» **Passage provided**
▼
You are getting your datatypes confused.

cufftDoubleComplex is not the same as cufftComplex. When using cufftDoubleComplex, your transform type should be Z2Z, not C2C.

Also, in order to see data parity when doing a forward transform followed by an inverse transform using CUFFT, it's necessary to divide the result by the signal size:

cuFFT performs un-normalized FFTs; that is, performing a forward FFT on an input data set followed by an inverse FFT on the resulting set yields data that is equal to the input, scaled by the number of elements. Scaling either transform by the reciprocal of the size of the data set is left for the user to perform as seen fit.
▲
» **Aim 1**
Decide whether each statement agrees with the cuFFT answer, replying yes or no and quoting the deciding words: (a) When cufftDoubleComplex is used, the transform type should be C2C. (b) cuFFT performs normalized FFTs. (c) Scaling either transform by the reciprocal of the data set size is left to the user.
» **Aim 2**
According to the cuFFT answer, what must the result be divided by to see data parity after a forward transform followed by an inverse transform?
» **Aim 3**
Quote the stretch of the cuFFT answer from "cuFFT performs un-normalized" through "as seen fit.".

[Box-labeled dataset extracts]
▼
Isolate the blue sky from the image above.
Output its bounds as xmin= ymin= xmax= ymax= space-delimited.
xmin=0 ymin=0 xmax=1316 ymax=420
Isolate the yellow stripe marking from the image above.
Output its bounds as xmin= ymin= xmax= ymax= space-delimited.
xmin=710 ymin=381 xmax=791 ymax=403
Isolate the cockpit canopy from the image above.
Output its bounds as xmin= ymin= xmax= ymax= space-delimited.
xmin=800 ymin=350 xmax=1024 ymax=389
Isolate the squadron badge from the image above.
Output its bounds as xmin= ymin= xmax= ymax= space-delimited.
▲
▼
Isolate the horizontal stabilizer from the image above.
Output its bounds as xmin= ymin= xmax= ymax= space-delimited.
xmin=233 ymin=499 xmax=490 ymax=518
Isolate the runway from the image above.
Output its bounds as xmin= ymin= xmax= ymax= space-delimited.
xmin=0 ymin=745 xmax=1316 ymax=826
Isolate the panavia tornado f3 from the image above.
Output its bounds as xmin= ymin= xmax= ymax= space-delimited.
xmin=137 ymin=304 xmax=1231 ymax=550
▲
» **Task response 1**
(a) No: "your transform type should be Z2Z, not C2C."
(b) No: "cuFFT performs un-normalized FFTs"
(c) Yes: "Scaling either transform by the reciprocal of the size of the data set is left for the user to perform as seen fit."

» **Task response 2**
The signal size.

» **Task response 3**
cuFFT performs un-normalized FFTs; that is, performing a forward FFT on an input data set followed by an inverse FFT on the resulting set yields data that is equal to the input, scaled by the number of elements. Scaling either transform by the reciprocal of the size of the data set is left for the user to perform as seen fit.